▶ _Work item_: From the line that holds "Exercise. Put one point on every instance of the missouri" to the last line of the data, copy everything exactly; leave out all the rest.

_____

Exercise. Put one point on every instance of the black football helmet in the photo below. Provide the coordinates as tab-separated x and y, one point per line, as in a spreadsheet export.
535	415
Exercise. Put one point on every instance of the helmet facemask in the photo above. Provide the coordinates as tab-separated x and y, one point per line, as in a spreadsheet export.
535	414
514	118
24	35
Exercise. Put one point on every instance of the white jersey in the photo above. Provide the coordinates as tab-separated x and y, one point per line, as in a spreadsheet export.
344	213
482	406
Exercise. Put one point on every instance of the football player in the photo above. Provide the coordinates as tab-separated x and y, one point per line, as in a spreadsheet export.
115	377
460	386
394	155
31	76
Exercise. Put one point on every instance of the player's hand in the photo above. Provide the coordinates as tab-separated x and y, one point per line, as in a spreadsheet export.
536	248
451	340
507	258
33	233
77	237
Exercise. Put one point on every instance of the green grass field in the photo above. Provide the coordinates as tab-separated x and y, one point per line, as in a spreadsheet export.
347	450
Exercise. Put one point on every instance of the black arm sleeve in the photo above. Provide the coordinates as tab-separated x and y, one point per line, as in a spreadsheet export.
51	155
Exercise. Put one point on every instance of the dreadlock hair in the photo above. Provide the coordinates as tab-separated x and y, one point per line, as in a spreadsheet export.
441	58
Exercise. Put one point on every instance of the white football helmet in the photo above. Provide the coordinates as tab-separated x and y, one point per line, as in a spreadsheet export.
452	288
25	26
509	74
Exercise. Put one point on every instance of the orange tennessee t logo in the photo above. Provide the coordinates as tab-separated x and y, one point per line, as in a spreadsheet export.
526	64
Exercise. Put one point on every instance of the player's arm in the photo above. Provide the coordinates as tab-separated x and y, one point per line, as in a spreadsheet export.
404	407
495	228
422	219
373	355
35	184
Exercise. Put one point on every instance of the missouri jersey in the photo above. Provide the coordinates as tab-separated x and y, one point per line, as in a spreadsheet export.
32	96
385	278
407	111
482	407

_____

▶ _Answer space_:
Exercise. Put one point on every instance of the missouri jersey in the photo above. Provide the coordinates as tab-separated x and y, one point per line, as in a spreadsheet export.
32	96
385	278
407	111
482	407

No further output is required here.